=== PFLICHTAUFGABE 1 ===
Wähle alle Zeilen der Datensätze aus, in denen die Zeichenfolge „window“ vorkommt. Groß- und Kleinschreibung sind dabei zu beachten.

=== QUELLENAUSZUG ===
****

Arbeitslosigkeit in Ungarn

Vollbeschäftigung per Dekret

In Ungarn prahlt der rechtspopulistische Ministerpräsident Viktor Orbán mit einer sinkenden Arbeitslosenzahl. Doch die Statistik trügt. Die neuartigen Beschäftigungsprogramme der Regierung seien der Zwangsarbeit ähnlich, kritisieren Gewerkschaften.

András Csonka sieht angeschlagen aus. Er kommt trotzdem mehrmals in der Woche hierher, in dieses einfach eingerichtete Büro, um »die Situation zu besprechen«. Natürlich freut er sich, dass er endlich Feierabend hat und sich mit anderen Menschen in Ruhe unterhalten kann. Seine unruhigen Hände erzählen seine Geschichte mit. »Morgens um sechs geht es schon los, jeden Tag, montags bis freitags. Wir müssen sehr pünktlich sein und einsatzbereit, sonst gibt es Ärger und das Geld wird schnell gekürzt. Jeder von uns ist für zwei, drei, vier Straßen zuständig, je nachdem, wie lang die sind. Erst müssen die Grünanlagen gereinigt und der Müll entsorgt werden, dann kehren wir gründlich den Fahrbahnrand, wo die Fahrzeuge der Stadtverwaltung nicht rankommen. Oft machen wir auch den Bürgersteig sauber, obwohl es eigentlich nicht unsere Angelegenheit wäre. Aber Fragen oder Kommentare sind unerwünscht.«
Der 53jährige Csonka ist seit 2009 arbeitslos. Das Bauunternehmen, bei dem er als Maler eine Stelle hatte, musste infolge der Wirtschaftskrise Insolvenz anmelden. »In Ungarn werden kaum neue Wohnungen mehr gebaut, und auch saniert wird immer seltener. Die Menschen haben einfach kein Geld mehr«, stellt Csonka fest. Bis Anfang 2012 versuchte er vergeblich, eine neue Arbeit zu finden. Dann bekam er plötzlich einen Brief von der Kommunalverwaltung des 9. Budapester Bezirks, in dem er aufgefordert wurde, sich für ein neues Beschäftigungsprogramm anzumelden. Sonst stehe ihm gemäß den Bestimmungen des neuen Arbeitsgesetzbuchs der Anspruch auf Arbeitslosengeld nicht mehr zu, drohten die Behörden.
Csonka hatte keine andere Wahl, als der Anweisung zu folgen. Er wurde in einem Büro der Bezirksverwaltung vorstellig und die Beamtin teilte ihm mit, dass es sich um eine staatlich unterstützte Ersatzbeschäftigung als Straßenreinigungskraft handle. Acht Stunden täglich, fünf Tage wöchentlich seien vorgesehen. Monatslohn: umgerechnet rund 150 Euro, weit unter dem gesetzlichen Mindestlohn. Tags darauf wurde ihm die Arbeitskleidung übergeben und ein »Sektor« zugeteilt. Es ging nicht gut. Immer wieder wurden Csonka und seine Kollegen für die kleinsten Fehler mit drastischen Kürzungen des Arbeitslosengeldes bestraft. Mal sei eine Zigarette am Straßenrand liegen geblieben, mal zeige er nicht genug Motivation, mal sei er fünf Minuten zu spät erschienen.

****

=== PFLICHTAUFGABE 2 ===
Beantworte anhand des Artikels über Arbeitslosigkeit in Ungarn:
(a) Seit welchem Jahr ist András Csonka arbeitslos?
(b) Um welche Uhrzeit beginnt laut András Csonka morgens die Arbeit?
(c) Wie hoch ist der Monatslohn der Ersatzbeschäftigung umgerechnet?

=== MATERIAL ZUR AUFGABE ===

****

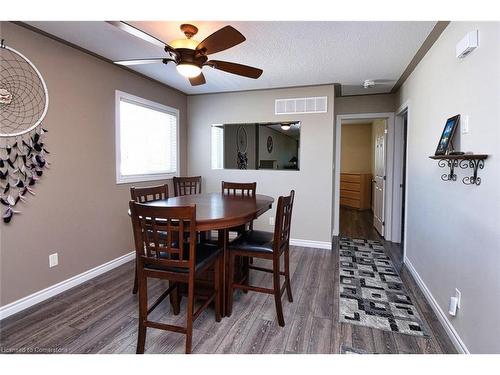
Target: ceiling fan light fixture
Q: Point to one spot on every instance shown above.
(188, 70)
(184, 43)
(368, 83)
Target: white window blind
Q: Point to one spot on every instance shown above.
(147, 141)
(217, 147)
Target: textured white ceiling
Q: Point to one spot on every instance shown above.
(290, 53)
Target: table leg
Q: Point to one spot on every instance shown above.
(223, 242)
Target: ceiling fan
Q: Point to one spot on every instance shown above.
(189, 55)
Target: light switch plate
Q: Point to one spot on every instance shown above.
(53, 260)
(464, 124)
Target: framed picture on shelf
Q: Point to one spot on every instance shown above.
(447, 135)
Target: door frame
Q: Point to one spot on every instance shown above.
(389, 171)
(398, 168)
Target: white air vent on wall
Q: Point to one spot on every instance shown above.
(301, 105)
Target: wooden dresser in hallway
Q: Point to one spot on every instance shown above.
(355, 190)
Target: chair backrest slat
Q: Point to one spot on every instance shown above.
(187, 185)
(245, 189)
(149, 193)
(283, 223)
(159, 234)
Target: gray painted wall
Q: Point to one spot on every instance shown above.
(313, 183)
(79, 211)
(453, 236)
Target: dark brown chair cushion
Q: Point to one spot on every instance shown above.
(254, 240)
(205, 254)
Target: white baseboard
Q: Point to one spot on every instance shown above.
(448, 327)
(54, 290)
(309, 243)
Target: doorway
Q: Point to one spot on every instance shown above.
(386, 176)
(401, 179)
(362, 178)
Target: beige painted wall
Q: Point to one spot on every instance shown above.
(356, 148)
(365, 104)
(453, 236)
(313, 183)
(79, 210)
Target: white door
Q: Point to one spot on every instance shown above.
(379, 182)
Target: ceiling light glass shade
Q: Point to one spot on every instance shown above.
(189, 70)
(184, 43)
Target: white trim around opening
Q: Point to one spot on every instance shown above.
(389, 116)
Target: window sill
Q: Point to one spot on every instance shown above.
(144, 178)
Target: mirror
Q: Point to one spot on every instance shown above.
(270, 145)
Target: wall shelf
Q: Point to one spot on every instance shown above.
(473, 161)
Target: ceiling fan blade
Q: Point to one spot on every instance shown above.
(198, 80)
(140, 34)
(140, 61)
(241, 70)
(222, 39)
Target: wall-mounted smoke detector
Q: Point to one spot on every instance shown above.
(369, 83)
(468, 44)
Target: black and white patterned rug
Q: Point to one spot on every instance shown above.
(371, 292)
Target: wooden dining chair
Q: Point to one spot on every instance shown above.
(270, 246)
(244, 189)
(240, 189)
(187, 185)
(143, 195)
(179, 262)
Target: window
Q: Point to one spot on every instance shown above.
(217, 147)
(146, 139)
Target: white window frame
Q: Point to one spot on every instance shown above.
(120, 179)
(211, 147)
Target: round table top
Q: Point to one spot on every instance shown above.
(218, 211)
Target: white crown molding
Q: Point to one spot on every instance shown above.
(448, 327)
(51, 291)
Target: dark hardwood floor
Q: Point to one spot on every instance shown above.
(359, 224)
(100, 316)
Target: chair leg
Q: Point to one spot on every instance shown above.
(287, 276)
(189, 318)
(175, 300)
(230, 289)
(136, 286)
(277, 292)
(143, 313)
(217, 288)
(246, 271)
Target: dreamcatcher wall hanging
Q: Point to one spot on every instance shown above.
(24, 101)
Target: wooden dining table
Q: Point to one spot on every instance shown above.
(216, 211)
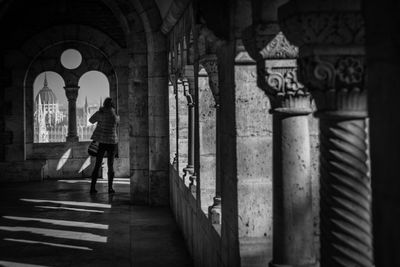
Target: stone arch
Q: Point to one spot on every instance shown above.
(49, 60)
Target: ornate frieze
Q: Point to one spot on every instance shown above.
(210, 64)
(337, 82)
(332, 63)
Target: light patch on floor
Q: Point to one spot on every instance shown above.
(71, 209)
(58, 233)
(18, 264)
(85, 165)
(71, 203)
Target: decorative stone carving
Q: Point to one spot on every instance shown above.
(277, 76)
(332, 65)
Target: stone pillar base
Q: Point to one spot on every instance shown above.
(316, 264)
(214, 211)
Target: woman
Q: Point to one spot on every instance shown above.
(106, 134)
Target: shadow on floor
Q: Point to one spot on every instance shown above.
(57, 223)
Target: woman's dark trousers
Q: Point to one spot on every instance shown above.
(103, 148)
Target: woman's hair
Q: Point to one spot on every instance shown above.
(108, 103)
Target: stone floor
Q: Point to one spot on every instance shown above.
(57, 223)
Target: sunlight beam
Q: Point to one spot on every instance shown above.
(46, 243)
(60, 222)
(18, 264)
(72, 209)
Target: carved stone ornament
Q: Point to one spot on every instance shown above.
(71, 92)
(334, 28)
(332, 61)
(279, 48)
(210, 64)
(337, 83)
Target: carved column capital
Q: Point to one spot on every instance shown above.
(277, 69)
(332, 60)
(210, 64)
(71, 91)
(187, 92)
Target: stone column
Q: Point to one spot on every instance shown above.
(210, 63)
(332, 66)
(71, 92)
(293, 233)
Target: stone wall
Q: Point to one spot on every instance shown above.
(207, 136)
(202, 238)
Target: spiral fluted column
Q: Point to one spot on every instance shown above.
(332, 65)
(71, 92)
(293, 232)
(345, 193)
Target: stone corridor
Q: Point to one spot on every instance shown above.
(57, 223)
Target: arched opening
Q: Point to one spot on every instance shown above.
(50, 108)
(94, 88)
(71, 59)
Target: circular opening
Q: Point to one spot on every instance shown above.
(71, 59)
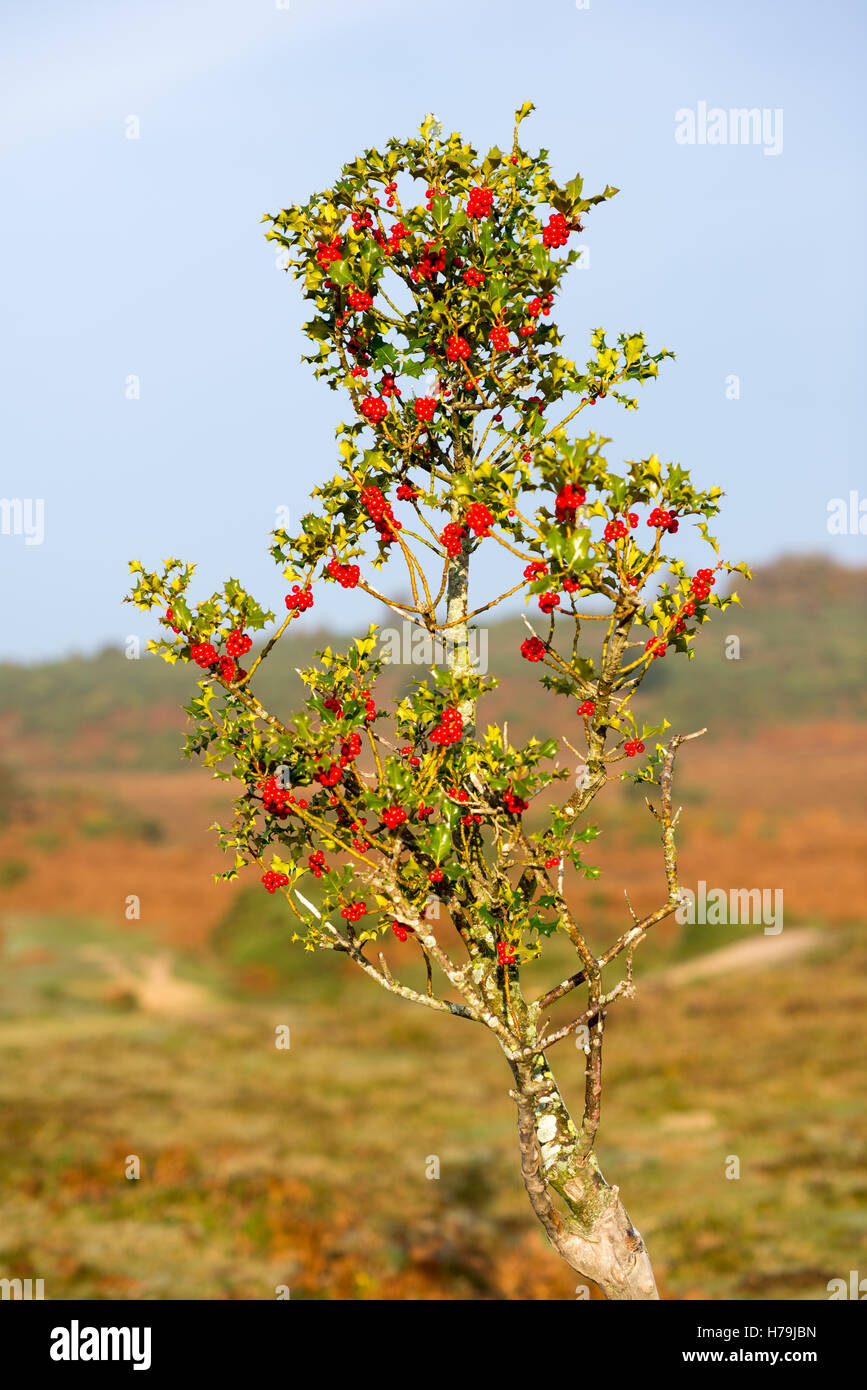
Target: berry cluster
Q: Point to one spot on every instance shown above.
(353, 911)
(349, 749)
(329, 776)
(478, 519)
(317, 863)
(203, 653)
(238, 644)
(328, 252)
(381, 514)
(480, 203)
(666, 520)
(556, 232)
(374, 409)
(541, 305)
(299, 598)
(453, 538)
(532, 649)
(359, 298)
(474, 277)
(702, 584)
(449, 729)
(346, 574)
(568, 501)
(275, 798)
(431, 264)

****

=== VOLLSTÄNDIGE ANTWORT 1 ===
Target: white window blind
Target: window sill
Target: window
Target: white window frame

=== VOLLSTÄNDIGE ANTWORT 2 ===
(a) Seit 2009.
(b) Um sechs Uhr.
(c) Rund 150 Euro.